Interventions for battered women often have been designed by community-based battered women shelters and advocacy groups, sometimes with the collaboration of psychologists. Initially a place of safety and support, shelters for battered women now often serve as the locus for a network of legal, psychoeducational, and social services for the woman and, increasingly, for her children as well.
Much more must be done to safeguard the welfare of abused children, both in the immediate aftermath of a report of child abuse and for the long term. The most common intervention for abused children is to remove them from their homes and place them in other environments and, eventually, foster care. This is not always a useful strategy and often may not even be safe, because children may be at risk for abuse by adults and by other children while living in foster homes. Promising alternative approaches include the placement of a helpful person in the child's own home.
Specialized interventions for victims of elder abuse or neglect are based on the principle of invoking the least restrictive alternative in determining environmental and legal protections. The problem of elder abuse is complex, however, and new forms of intervention are needed to respond to elder abuse as a part of the continuum of violence within a family.
Abuse at the point of and after separation is so serious that courts must pay attention to ways of keeping battered women safer. Researchers indicate that the use of mediation is not appropriate when family violence is an issue. Child custody and visitation decisions must be made with full knowledge of the previous family violence and potential for continued danger, whether or not the child has been physically harmed. Most lawyers, judges, and others in the justice system are not trained in the psychology of family violence and abuse.
Psychology has a key role to play in building the community-based coalitions that can prevent and treat family violence. The best way to promote violence-free families is to stop the development of abusive behavior, especially in boys and men; to strengthen and empower potential victims to resist or avoid victimization; and to change the environment that promotes the use of violence.

## Jobs
1 > Answer these questions from the family violence text:
(a) What is the most common intervention for abused children?
(b) What principle underlies specialized interventions for victims of elder abuse or neglect?
(c) What do researchers indicate about the use of mediation?
2 > Rewrite the rows starting at the one containing "In this exercise you will mark every instance of the rocky" and ending at the last row, requests included, decreasing each point coordinate in the answers by 125.
The family violence text and the rows are separate, unrelated material.

## Provided data
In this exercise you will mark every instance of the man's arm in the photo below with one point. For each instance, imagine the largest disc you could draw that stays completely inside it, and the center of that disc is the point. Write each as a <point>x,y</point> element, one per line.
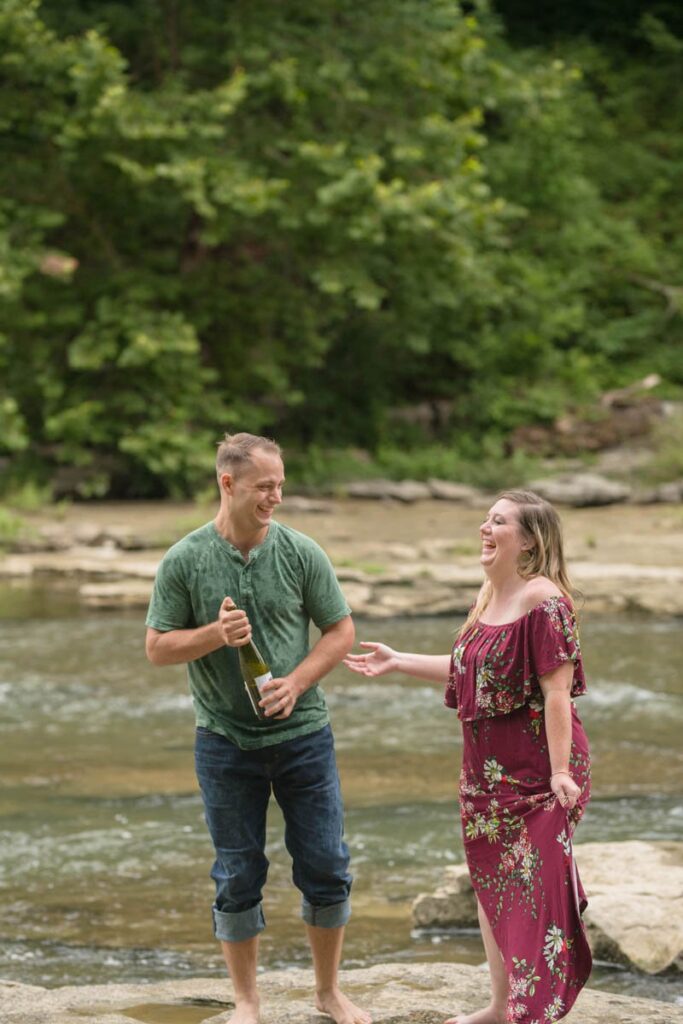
<point>334,643</point>
<point>177,646</point>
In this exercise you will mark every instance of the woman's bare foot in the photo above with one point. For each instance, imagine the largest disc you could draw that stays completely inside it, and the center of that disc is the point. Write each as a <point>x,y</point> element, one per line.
<point>247,1012</point>
<point>340,1008</point>
<point>488,1016</point>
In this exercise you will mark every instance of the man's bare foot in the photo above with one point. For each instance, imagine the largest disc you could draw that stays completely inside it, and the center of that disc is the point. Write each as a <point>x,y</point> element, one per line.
<point>246,1012</point>
<point>487,1016</point>
<point>340,1008</point>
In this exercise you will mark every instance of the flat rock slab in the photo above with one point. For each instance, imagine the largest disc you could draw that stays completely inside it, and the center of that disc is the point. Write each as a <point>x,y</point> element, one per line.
<point>635,895</point>
<point>394,993</point>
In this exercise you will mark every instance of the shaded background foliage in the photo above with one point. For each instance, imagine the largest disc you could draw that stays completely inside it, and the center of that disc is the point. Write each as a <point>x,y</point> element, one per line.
<point>305,219</point>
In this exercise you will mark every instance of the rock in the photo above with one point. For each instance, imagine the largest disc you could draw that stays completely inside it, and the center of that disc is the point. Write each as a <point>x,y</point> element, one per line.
<point>634,889</point>
<point>667,493</point>
<point>631,887</point>
<point>299,504</point>
<point>130,594</point>
<point>394,993</point>
<point>402,491</point>
<point>444,491</point>
<point>581,489</point>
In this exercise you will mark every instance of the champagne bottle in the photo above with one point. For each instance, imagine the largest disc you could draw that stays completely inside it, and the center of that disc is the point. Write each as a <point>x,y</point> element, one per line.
<point>255,673</point>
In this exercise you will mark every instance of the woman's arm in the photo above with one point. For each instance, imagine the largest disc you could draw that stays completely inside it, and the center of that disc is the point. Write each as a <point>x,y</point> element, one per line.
<point>556,687</point>
<point>380,659</point>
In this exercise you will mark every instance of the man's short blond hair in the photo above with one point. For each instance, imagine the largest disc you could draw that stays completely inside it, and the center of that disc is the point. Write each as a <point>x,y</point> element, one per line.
<point>236,451</point>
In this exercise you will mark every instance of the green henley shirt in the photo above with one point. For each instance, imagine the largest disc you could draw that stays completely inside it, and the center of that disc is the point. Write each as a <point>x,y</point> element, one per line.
<point>287,583</point>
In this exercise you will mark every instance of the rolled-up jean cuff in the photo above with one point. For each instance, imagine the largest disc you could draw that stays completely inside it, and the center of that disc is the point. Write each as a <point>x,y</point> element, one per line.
<point>333,915</point>
<point>239,926</point>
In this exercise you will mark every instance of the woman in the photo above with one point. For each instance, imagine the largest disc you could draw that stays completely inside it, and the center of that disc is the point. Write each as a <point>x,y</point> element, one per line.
<point>525,776</point>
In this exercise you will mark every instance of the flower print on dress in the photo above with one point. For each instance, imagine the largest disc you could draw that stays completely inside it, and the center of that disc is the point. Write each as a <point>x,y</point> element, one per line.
<point>516,834</point>
<point>565,843</point>
<point>555,945</point>
<point>555,1011</point>
<point>495,772</point>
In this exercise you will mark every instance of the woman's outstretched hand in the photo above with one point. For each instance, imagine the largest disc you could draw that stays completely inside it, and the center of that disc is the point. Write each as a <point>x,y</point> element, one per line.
<point>377,662</point>
<point>565,790</point>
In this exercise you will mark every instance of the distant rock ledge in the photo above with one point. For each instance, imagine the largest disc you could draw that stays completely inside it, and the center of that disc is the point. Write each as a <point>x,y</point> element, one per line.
<point>394,993</point>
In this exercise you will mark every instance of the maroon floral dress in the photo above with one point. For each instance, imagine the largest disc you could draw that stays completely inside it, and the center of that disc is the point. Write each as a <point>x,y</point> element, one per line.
<point>517,836</point>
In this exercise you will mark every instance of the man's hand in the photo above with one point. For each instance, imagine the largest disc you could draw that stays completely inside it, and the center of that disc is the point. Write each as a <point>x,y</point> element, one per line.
<point>279,696</point>
<point>235,626</point>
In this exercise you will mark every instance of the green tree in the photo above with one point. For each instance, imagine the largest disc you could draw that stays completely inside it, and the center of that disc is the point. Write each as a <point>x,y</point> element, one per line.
<point>297,218</point>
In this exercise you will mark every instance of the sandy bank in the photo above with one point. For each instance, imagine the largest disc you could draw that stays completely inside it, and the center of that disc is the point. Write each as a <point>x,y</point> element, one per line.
<point>392,558</point>
<point>394,993</point>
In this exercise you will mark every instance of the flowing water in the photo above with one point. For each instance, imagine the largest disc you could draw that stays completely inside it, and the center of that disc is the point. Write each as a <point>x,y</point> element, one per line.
<point>103,853</point>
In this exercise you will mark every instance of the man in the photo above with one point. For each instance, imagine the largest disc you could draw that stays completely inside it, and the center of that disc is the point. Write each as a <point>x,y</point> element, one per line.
<point>245,574</point>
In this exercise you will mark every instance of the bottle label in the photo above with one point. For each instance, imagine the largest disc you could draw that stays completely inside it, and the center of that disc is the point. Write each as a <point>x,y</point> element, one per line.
<point>262,680</point>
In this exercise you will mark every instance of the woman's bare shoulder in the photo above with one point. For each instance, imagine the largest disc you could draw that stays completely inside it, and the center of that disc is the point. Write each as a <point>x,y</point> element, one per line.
<point>539,590</point>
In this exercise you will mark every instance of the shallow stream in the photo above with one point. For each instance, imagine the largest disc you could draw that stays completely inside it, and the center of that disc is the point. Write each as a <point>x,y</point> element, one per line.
<point>103,855</point>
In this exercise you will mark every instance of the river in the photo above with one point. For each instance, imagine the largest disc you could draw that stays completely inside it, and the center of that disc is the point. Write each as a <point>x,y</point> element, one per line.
<point>103,853</point>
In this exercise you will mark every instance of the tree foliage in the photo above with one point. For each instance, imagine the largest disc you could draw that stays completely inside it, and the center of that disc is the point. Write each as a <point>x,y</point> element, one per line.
<point>301,218</point>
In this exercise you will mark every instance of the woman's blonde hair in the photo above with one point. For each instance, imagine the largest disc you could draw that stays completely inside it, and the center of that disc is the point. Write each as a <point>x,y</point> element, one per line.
<point>541,527</point>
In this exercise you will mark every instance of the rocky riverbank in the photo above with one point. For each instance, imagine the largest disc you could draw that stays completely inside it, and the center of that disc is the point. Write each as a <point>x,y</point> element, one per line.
<point>394,555</point>
<point>632,887</point>
<point>394,993</point>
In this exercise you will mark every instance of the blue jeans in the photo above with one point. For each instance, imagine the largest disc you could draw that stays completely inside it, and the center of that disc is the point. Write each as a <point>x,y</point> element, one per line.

## The answers
1 >
(a) Removing them from their homes and placing them in other environments and, eventually, foster care.
(b) Invoking the least restrictive alternative in determining environmental and legal protections.
(c) It is not appropriate when family violence is an issue.

2 >
In this exercise you will mark every instance of the rocky riverbank in the photo above with one point. For each instance, imagine the largest disc you could draw that stays completely inside it, and the center of that disc is the point. Write each as a <point>x,y</point> element, one per line.
<point>269,430</point>
<point>507,762</point>
<point>269,868</point>
In this exercise you will mark every instance of the blue jeans in the photo above with one point. For each instance, imagine the largest disc you could draw that stays completely inside it, and the center of that disc is the point. Write each as a <point>x,y</point> element, one per line.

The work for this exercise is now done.